READING PASSAGE:
This page, published in March 2023 and which we plan to update regularly, summarizes the reasoning we had at the launch of the World Day in 2017. This publication is part of a process of continuous improvement: we want to regularly assess our actual progress towards our goals, and the public exposure of our theory of change is, we hope, a way to gather criticism that will allow us to move forward effectively.
Launched in 2017, the World Day for the End of Fishing (and Aquaculture Farms) asks for the abolition of fishing and fish farming for fish, crustaceans and cephalopods. This claim may seem too bold or even unrealistic at first glance, considering the economic weight of these activities. So, why continue to make such a claim anyway? The answer is that this radical message is part of a long-term strategy, which we detail in the following lines.
In fact, our association lobbies within the international animal advocacy movement to encourage organizations to devote more resources to aquatic animals.
In 2024, we have decided to transform the highlight of the year, which until now has been the World Day for the End of Fishing and Aquaculture (WoDEF), into a World Day that truly focuses on the fate of farmed aquatic animals (fish, shrimp, octopus...), which have become the most numerous for human consumption, and which live miserable lives before being killed in a cruel way. We will soon be changing this site to reflect this new strategic direction.
There are three major parties on this page: Our Theory of Change, Our Developpment Plan, and How to quantify our progress?
But each has its own dedicated page:
Theory of Change
Our long-term goal
Aquatic animals (fishes, crustaceans, cephalopods) victims of fishing and aquaculture number in the trillions; they are the main victims of our human activities. We wish to participate in building a world that would cease to inflict such suffering on them, a world in which former fishery and aquaculture workers would be assured of a new career; and of course, a world in which consumers would have options other than animal products as a source of food.

BRIEF: List each distinct year that the passage about the World Day for the End of Fishing mentions.

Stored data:

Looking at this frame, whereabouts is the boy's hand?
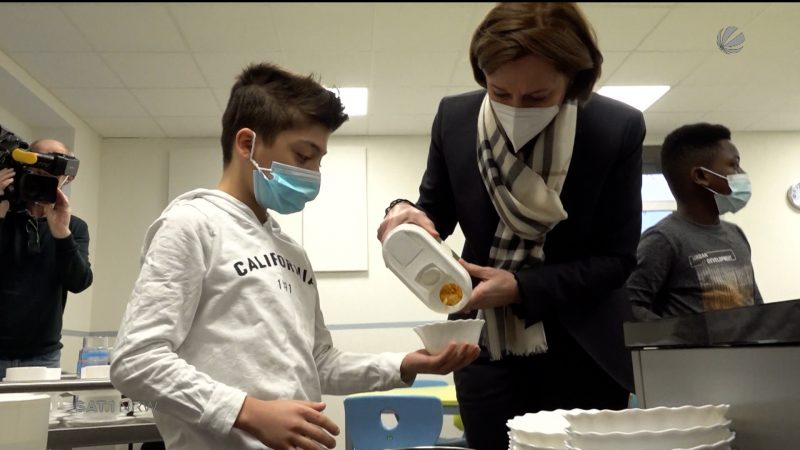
[43,189,72,239]
[400,342,481,383]
[233,396,339,450]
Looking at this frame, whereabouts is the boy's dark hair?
[220,63,348,167]
[661,122,731,197]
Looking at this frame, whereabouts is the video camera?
[0,126,80,210]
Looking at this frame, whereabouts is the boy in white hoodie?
[111,64,479,450]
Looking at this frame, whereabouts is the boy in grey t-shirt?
[627,123,763,320]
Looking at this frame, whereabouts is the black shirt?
[0,211,93,359]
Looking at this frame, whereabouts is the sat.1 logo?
[717,26,744,55]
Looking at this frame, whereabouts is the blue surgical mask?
[701,167,752,214]
[250,133,322,214]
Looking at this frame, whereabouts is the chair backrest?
[411,378,447,387]
[344,394,443,450]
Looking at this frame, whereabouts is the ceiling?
[0,3,800,142]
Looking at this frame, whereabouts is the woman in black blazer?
[378,3,645,450]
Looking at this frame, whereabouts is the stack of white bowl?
[564,405,736,450]
[506,409,580,450]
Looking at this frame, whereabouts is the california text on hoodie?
[111,189,406,450]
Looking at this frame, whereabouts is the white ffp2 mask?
[491,100,559,153]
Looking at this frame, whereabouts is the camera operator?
[0,139,93,377]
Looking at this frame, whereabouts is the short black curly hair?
[661,122,731,197]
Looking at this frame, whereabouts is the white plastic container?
[383,223,472,314]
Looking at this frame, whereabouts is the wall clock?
[786,183,800,210]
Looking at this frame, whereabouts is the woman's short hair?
[469,3,603,102]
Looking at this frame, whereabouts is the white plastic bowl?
[0,394,50,450]
[506,409,579,449]
[81,364,111,379]
[565,404,730,433]
[3,366,47,381]
[567,424,733,450]
[414,319,485,355]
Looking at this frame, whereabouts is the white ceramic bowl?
[565,404,730,433]
[567,425,733,450]
[675,432,736,450]
[506,409,579,449]
[508,441,567,450]
[0,394,50,450]
[414,319,485,355]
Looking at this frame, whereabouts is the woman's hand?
[458,259,521,313]
[378,202,439,242]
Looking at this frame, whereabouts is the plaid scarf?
[478,95,578,360]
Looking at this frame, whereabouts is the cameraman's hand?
[233,396,339,450]
[0,168,14,217]
[42,189,72,239]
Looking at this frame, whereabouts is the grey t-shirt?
[627,212,763,320]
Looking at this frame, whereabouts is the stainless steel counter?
[0,379,161,450]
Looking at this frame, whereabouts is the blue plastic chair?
[410,378,467,447]
[344,395,443,450]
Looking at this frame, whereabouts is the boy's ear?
[689,166,711,187]
[233,128,255,160]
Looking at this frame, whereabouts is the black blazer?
[417,90,645,392]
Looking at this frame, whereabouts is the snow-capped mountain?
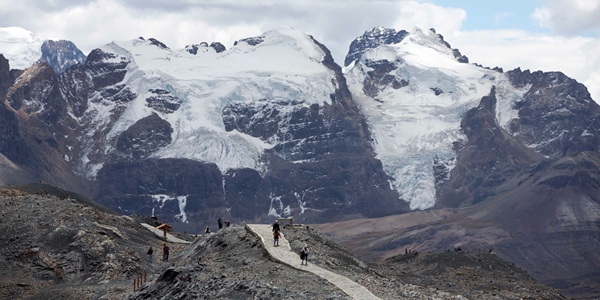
[39,40,85,74]
[345,27,526,209]
[0,27,42,70]
[0,27,85,74]
[0,27,408,229]
[75,28,335,176]
[0,27,600,298]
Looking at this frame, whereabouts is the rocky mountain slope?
[3,28,408,231]
[0,27,600,296]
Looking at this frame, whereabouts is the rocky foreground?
[0,186,565,299]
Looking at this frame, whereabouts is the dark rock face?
[438,88,543,207]
[506,69,600,158]
[116,114,173,160]
[210,42,227,53]
[363,60,409,97]
[344,27,408,66]
[185,42,226,55]
[146,89,182,114]
[96,159,227,232]
[148,38,169,49]
[429,28,469,64]
[40,40,86,74]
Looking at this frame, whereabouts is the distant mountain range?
[0,27,600,295]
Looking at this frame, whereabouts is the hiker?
[273,230,281,247]
[165,246,171,262]
[300,245,310,265]
[148,247,154,262]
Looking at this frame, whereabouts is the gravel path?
[247,224,381,300]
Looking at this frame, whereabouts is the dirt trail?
[246,224,381,300]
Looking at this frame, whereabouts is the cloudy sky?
[0,0,600,101]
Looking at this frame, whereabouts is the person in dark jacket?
[148,247,154,262]
[300,245,310,265]
[273,230,281,247]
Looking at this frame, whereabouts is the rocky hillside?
[0,185,564,299]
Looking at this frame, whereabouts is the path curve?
[246,224,381,300]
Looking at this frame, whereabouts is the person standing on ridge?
[273,230,281,247]
[300,245,310,265]
[148,247,154,262]
[165,246,171,262]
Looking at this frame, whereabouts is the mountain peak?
[408,25,469,63]
[0,27,42,69]
[344,26,408,66]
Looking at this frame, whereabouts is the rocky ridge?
[0,185,564,299]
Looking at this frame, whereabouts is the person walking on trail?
[165,246,171,262]
[148,247,154,262]
[273,230,281,247]
[300,245,310,265]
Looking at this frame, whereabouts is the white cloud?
[0,0,600,99]
[0,0,466,67]
[393,1,467,34]
[446,30,600,101]
[494,11,515,23]
[531,0,600,35]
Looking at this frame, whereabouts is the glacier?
[344,26,528,210]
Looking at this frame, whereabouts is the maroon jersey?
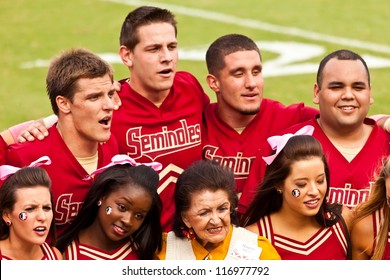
[7,125,118,236]
[64,240,139,260]
[257,216,347,260]
[239,118,390,213]
[0,135,7,165]
[0,242,58,260]
[202,98,318,193]
[111,72,210,231]
[372,209,390,260]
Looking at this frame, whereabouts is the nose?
[161,48,173,62]
[341,87,355,99]
[210,212,221,224]
[103,95,117,111]
[309,183,319,195]
[245,73,256,88]
[121,213,133,227]
[37,208,47,221]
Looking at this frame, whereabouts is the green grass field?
[0,0,390,129]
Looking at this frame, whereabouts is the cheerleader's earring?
[106,206,112,215]
[180,226,195,240]
[291,189,301,197]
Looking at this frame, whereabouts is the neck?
[218,109,257,132]
[57,121,99,158]
[79,222,125,252]
[127,79,170,107]
[1,236,43,260]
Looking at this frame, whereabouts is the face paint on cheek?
[19,212,27,221]
[291,189,301,197]
[106,206,112,215]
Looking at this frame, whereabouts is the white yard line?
[103,0,390,53]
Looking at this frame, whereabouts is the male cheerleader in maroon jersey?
[7,49,118,235]
[239,50,390,213]
[3,6,210,231]
[202,34,318,197]
[112,6,209,231]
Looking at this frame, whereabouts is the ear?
[206,74,219,93]
[119,45,133,67]
[56,95,71,114]
[181,213,192,228]
[313,83,321,105]
[1,210,11,223]
[370,85,374,105]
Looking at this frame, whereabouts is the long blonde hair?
[351,156,390,260]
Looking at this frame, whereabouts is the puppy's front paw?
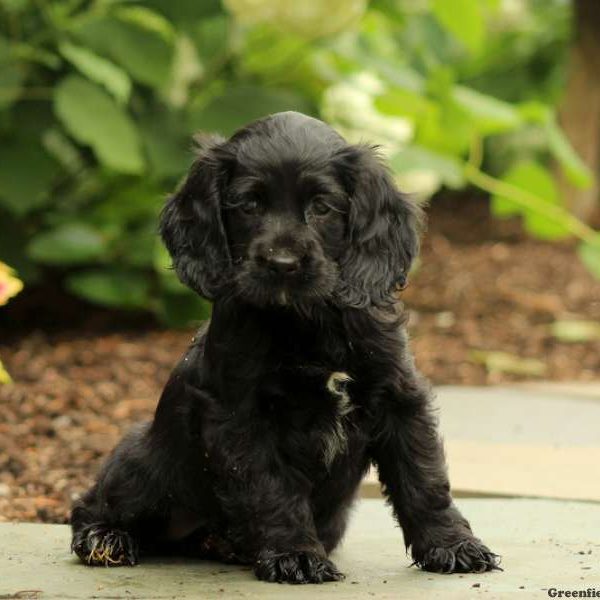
[413,536,501,573]
[71,525,138,567]
[254,550,344,583]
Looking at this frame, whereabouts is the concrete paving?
[0,499,600,600]
[364,383,600,501]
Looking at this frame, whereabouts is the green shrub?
[0,0,600,325]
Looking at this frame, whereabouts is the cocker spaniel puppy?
[72,112,498,583]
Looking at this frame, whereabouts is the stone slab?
[0,499,600,600]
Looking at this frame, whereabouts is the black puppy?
[72,112,497,583]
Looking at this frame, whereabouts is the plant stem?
[465,163,600,247]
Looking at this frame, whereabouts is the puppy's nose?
[265,250,300,275]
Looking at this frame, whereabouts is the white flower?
[322,73,414,155]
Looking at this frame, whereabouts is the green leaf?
[154,290,211,328]
[59,42,131,104]
[550,321,600,343]
[452,86,523,135]
[27,223,107,265]
[492,161,570,240]
[577,240,600,279]
[146,0,223,28]
[75,13,174,88]
[189,15,231,63]
[0,135,58,216]
[375,88,436,119]
[389,146,465,188]
[190,85,311,135]
[433,0,485,54]
[469,350,547,377]
[0,36,25,110]
[66,269,150,309]
[54,75,144,174]
[153,238,189,295]
[545,119,594,188]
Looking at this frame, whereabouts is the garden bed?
[0,197,600,522]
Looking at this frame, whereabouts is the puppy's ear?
[335,145,423,308]
[160,136,231,300]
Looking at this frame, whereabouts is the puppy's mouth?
[235,259,338,306]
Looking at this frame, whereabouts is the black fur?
[72,113,497,583]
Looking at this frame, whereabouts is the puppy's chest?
[257,365,357,466]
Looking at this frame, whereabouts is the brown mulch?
[0,197,600,522]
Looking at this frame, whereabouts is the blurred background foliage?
[0,0,600,326]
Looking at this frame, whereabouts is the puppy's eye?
[240,198,259,215]
[310,198,331,217]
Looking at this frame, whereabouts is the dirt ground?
[0,197,600,522]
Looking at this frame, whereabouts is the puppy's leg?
[216,454,343,584]
[71,427,164,566]
[372,376,499,573]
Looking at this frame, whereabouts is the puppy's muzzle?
[256,248,302,275]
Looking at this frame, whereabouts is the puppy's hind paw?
[254,550,344,584]
[71,525,138,567]
[413,537,502,574]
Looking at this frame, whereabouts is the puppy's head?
[161,112,420,307]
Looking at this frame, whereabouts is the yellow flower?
[0,262,23,306]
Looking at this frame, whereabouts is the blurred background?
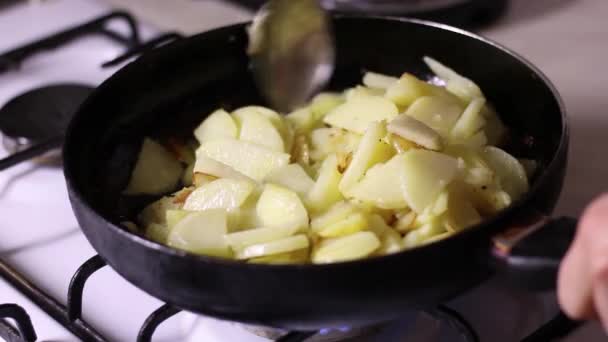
[0,0,608,342]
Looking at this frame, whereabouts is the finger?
[558,196,608,319]
[557,237,595,319]
[593,277,608,331]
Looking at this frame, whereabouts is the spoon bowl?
[248,0,335,112]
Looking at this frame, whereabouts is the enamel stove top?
[0,0,604,342]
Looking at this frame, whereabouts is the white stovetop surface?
[0,0,608,342]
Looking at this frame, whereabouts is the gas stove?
[0,0,604,342]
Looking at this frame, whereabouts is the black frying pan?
[64,17,576,330]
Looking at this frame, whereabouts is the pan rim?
[63,14,569,272]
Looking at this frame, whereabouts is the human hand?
[557,194,608,331]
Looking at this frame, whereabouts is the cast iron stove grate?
[0,6,575,342]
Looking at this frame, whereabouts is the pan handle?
[491,215,583,342]
[491,216,578,291]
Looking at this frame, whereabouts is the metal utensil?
[248,0,335,111]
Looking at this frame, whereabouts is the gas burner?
[0,12,181,171]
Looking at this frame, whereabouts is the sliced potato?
[183,178,255,211]
[195,139,291,182]
[194,109,238,144]
[310,201,357,232]
[235,110,285,152]
[285,107,315,134]
[232,106,295,151]
[256,184,308,232]
[384,73,433,108]
[394,211,416,233]
[310,93,344,122]
[403,221,445,249]
[167,209,232,258]
[312,231,380,264]
[182,163,194,186]
[348,157,408,209]
[369,214,402,255]
[405,96,464,138]
[482,104,507,146]
[145,222,170,244]
[306,154,344,212]
[423,56,484,102]
[344,86,385,102]
[386,133,420,153]
[483,146,529,200]
[518,159,538,180]
[395,150,458,213]
[248,248,308,265]
[165,209,193,229]
[323,96,399,134]
[387,114,443,151]
[123,138,183,195]
[318,211,368,238]
[363,71,399,89]
[340,122,394,195]
[226,228,297,251]
[310,127,361,160]
[236,234,309,259]
[192,172,217,188]
[445,188,481,232]
[192,153,253,186]
[265,164,315,195]
[451,98,486,140]
[138,196,181,227]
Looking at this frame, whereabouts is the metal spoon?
[248,0,335,112]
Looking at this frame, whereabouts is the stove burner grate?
[0,12,181,171]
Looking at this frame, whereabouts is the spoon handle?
[0,136,63,171]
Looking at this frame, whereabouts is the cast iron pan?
[63,17,576,330]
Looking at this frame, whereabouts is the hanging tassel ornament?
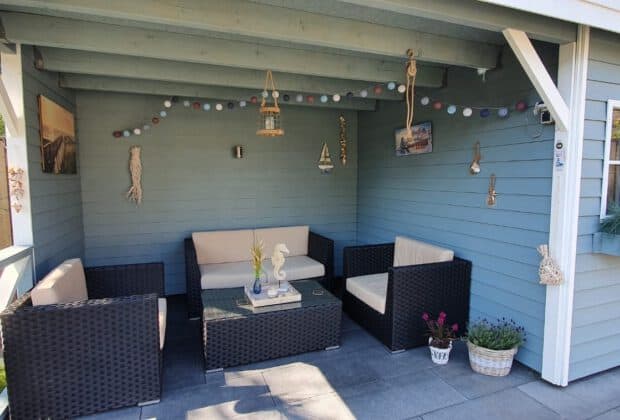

FINAL ANSWER: 2017, 2023, 2024